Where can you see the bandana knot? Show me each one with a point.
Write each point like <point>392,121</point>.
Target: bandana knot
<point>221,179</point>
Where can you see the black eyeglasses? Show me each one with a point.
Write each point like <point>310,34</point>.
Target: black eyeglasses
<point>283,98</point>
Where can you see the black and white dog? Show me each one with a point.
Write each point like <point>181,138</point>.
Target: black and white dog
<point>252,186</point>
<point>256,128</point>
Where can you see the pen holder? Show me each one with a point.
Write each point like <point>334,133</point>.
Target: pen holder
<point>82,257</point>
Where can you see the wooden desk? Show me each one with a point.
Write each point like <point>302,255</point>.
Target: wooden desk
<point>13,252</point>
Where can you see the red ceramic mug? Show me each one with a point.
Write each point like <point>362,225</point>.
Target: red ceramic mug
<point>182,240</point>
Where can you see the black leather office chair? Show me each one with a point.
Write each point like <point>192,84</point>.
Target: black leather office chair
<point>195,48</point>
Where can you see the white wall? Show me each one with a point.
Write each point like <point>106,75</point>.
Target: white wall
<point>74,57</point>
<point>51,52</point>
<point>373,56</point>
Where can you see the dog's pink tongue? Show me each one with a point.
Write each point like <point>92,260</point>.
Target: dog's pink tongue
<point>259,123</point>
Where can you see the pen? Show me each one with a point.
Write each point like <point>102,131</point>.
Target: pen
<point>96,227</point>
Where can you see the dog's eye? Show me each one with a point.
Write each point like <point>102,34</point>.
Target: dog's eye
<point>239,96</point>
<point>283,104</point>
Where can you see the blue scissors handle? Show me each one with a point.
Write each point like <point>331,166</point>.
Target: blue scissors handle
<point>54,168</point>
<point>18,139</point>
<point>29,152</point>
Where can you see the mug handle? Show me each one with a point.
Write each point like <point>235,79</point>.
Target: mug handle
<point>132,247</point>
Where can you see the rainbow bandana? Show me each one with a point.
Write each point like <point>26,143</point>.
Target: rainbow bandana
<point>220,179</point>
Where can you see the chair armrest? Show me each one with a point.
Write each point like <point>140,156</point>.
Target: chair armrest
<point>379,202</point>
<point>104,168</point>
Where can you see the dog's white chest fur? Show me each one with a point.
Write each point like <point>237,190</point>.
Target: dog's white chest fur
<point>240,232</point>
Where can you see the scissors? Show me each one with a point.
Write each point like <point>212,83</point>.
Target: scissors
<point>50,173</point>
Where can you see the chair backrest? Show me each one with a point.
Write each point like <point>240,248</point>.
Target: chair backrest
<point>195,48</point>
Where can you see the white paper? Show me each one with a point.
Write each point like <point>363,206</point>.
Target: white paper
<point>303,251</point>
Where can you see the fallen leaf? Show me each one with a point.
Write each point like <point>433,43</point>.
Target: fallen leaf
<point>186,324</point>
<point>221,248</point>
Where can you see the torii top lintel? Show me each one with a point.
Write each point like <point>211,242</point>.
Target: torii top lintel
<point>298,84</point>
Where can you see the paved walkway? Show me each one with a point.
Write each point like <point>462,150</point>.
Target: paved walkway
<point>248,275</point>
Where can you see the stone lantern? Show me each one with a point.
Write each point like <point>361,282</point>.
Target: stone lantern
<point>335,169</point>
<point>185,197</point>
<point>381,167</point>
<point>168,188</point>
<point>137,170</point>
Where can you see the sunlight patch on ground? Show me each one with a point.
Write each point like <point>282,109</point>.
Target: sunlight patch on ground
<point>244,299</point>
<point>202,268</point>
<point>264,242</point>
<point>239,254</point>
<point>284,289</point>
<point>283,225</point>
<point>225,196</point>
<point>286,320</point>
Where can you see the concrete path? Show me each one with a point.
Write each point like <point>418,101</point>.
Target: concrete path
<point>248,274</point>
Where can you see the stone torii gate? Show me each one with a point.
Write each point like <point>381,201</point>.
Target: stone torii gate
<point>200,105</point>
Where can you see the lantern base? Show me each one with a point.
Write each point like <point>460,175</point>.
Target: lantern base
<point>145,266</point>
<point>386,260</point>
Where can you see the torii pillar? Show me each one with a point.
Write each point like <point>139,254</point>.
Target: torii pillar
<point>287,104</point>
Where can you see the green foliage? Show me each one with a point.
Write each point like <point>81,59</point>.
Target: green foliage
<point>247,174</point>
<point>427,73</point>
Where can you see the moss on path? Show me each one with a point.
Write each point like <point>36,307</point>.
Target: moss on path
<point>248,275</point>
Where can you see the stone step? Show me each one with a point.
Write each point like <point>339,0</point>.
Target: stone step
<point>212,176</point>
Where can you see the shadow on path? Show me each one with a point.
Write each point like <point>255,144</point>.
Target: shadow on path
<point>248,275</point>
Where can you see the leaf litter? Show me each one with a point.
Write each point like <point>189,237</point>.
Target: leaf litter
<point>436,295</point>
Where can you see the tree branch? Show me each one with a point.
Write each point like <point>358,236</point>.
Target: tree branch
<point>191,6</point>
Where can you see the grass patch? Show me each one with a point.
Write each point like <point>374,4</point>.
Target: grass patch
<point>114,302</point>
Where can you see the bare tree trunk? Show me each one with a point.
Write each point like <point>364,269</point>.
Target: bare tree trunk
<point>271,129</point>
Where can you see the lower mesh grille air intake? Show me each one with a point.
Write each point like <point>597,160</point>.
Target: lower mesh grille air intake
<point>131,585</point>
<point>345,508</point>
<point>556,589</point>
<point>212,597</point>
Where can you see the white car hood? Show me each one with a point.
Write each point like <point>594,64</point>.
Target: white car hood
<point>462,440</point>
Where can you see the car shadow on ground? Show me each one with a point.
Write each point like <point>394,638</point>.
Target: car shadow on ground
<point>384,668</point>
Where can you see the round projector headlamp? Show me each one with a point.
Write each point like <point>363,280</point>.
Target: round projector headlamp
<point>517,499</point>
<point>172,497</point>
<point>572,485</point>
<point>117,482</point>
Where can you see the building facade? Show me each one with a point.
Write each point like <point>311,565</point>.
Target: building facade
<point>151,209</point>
- - - - -
Convert all of the entries above into a two-column CSV with the header "prompt" and "points" and one row per entry. Put each entry's text and its answer in double-quoted fields, with line breaks replaced by spaces.

• **Written answer**
prompt,points
"Where can you see the bandana knot? Show me each one with a point. Write each point like <point>392,121</point>. Target: bandana knot","<point>221,179</point>"
"Where can you see the black eyeglasses? Show me each one with a point. Write each point like <point>310,34</point>. Target: black eyeglasses","<point>283,98</point>"
"Where can you see the black and white dog? Show me each one with a point. Write each point like <point>181,138</point>. Target: black and white dog","<point>252,186</point> <point>256,128</point>"
"Where can you see the pen holder? Show me each one with a point. Write each point like <point>334,133</point>. Target: pen holder","<point>82,257</point>"
"Where can you see the wooden desk? Show me each one with a point. Write each point like <point>302,255</point>. Target: wooden desk","<point>13,252</point>"
"Where can you see the red ceramic mug? Show me each one with a point. Write each point like <point>362,225</point>. Target: red ceramic mug","<point>182,240</point>"
"Where can you see the black leather office chair? Show me each one with a point. Write each point like <point>192,84</point>. Target: black leather office chair","<point>195,48</point>"
"Where can you see the white wall? Show me each one with a point. Write each point like <point>106,75</point>. Target: white wall","<point>74,57</point> <point>51,52</point> <point>373,56</point>"
"Where can you see the dog's pink tongue? Show me each one with a point. Write each point like <point>92,260</point>. Target: dog's pink tongue","<point>259,123</point>"
"Where can you see the pen? Show me each one with a point. Write each point like <point>102,131</point>. Target: pen","<point>96,227</point>"
"Where can you see the dog's eye? Show me each one with a point. Write each point like <point>102,34</point>. Target: dog's eye","<point>239,96</point> <point>283,104</point>"
"Where can you see the blue scissors handle? Show me each one with a point. Write each point like <point>331,166</point>. Target: blue scissors handle","<point>54,168</point> <point>18,139</point> <point>29,152</point>"
"Where can you see the mug handle? Show me each one with a point. Write each point like <point>235,79</point>. Target: mug handle","<point>132,247</point>"
"Where can you see the rainbow bandana? Show me each one with a point. Write each point like <point>26,143</point>. Target: rainbow bandana","<point>220,179</point>"
"Where can you see the chair armrest? Show me each one with a point. Write each point like <point>140,156</point>. Target: chair armrest","<point>379,202</point> <point>104,168</point>"
"Where can you see the dog's white chest fur? Show me each one with a point. Write each point like <point>237,190</point>. Target: dog's white chest fur","<point>240,232</point>"
"Where can you see the scissors? Show me each one with a point. Write each point like <point>212,83</point>. Target: scissors","<point>50,173</point>"
"Where can you see the chair backrest? Show me each one with a point. Write each point like <point>240,248</point>. Target: chair backrest","<point>195,48</point>"
"Where can you see the white paper? Show me each one with a point. Write each point like <point>363,206</point>. Target: white paper","<point>303,251</point>"
"Where can you see the fallen leaf? Show me each one with a point. Write each point like <point>433,43</point>. Target: fallen leaf","<point>186,324</point> <point>221,248</point>"
"Where can you see the torii top lintel? Show me each one with a point. Write each point like <point>211,242</point>. Target: torii top lintel","<point>298,84</point>"
"Where can you see the paved walkway? Show me each one with a point. Write each point like <point>462,150</point>. Target: paved walkway","<point>248,275</point>"
"Where can you see the stone lantern? Show me each one with a point. Write each point like <point>361,282</point>. Target: stone lantern","<point>335,169</point> <point>185,197</point> <point>381,167</point> <point>168,188</point> <point>137,170</point>"
"Where can you see the sunlight patch on ground? Show me each one with a point. Write each point like <point>282,109</point>. Target: sunlight patch on ground","<point>244,299</point> <point>202,268</point> <point>264,242</point> <point>239,254</point> <point>284,289</point> <point>283,225</point> <point>225,196</point> <point>286,320</point>"
"Where can you see the concrete path? Show me each one with a point. Write each point like <point>418,101</point>. Target: concrete path","<point>248,274</point>"
"Where can you see the stone torii gate? Show me each one with a point. Write each point like <point>381,201</point>. Target: stone torii gate","<point>200,105</point>"
"Where can you see the lantern base? Show me each one with a point. Write each point like <point>460,175</point>. Target: lantern base","<point>145,266</point> <point>386,260</point>"
"Where can you see the torii pillar? Show me each one with a point. Write each point like <point>139,254</point>. Target: torii pillar","<point>287,104</point>"
"Where can you see the green foliage? Show me each one with a point. Write each point like <point>81,59</point>. Target: green foliage","<point>247,174</point> <point>427,73</point>"
"Where can you see the moss on path? Show me each one with a point. Write each point like <point>36,307</point>. Target: moss on path","<point>248,275</point>"
"Where can you see the stone step? Show me each one with a point. Write each point like <point>339,0</point>. Target: stone step","<point>212,176</point>"
"Where can you see the shadow on path? Show me each one with a point. Write each point like <point>255,144</point>. Target: shadow on path","<point>248,275</point>"
"Where can you see the leaf litter? Show me each one with a point. Write each point like <point>189,237</point>. Target: leaf litter","<point>436,295</point>"
"Where can you see the tree branch? Show me each one with a point. Write each point like <point>358,236</point>. Target: tree branch","<point>191,6</point>"
"Where can you see the grass patch? Show me each one with a point. Write each point like <point>374,4</point>. Target: grass patch","<point>114,302</point>"
"Where can you see the bare tree trunk? Show me each one with a point. Write each point like <point>364,269</point>. Target: bare tree trunk","<point>271,129</point>"
"Where can you see the lower mesh grille air intake? Show me each one with a point. Write each point like <point>597,160</point>. Target: lower mesh grille air intake","<point>131,585</point> <point>345,508</point> <point>556,589</point> <point>212,597</point>"
"Where can you see the white car hood? Show me each one with a point. Write each point like <point>594,64</point>. Target: white car hood","<point>462,440</point>"
"Where can you see the car shadow on ground? Show me each one with a point. Write each point like <point>394,638</point>. Target: car shadow on ground","<point>384,668</point>"
"Where can you see the round projector headlamp? Show me each one with a point. Write each point like <point>363,280</point>. Target: round projector headlamp","<point>517,499</point> <point>172,497</point> <point>572,485</point> <point>117,482</point>"
"Where can you see the building facade? Show me each one with a point. Write each point like <point>311,565</point>. Target: building facade","<point>151,209</point>"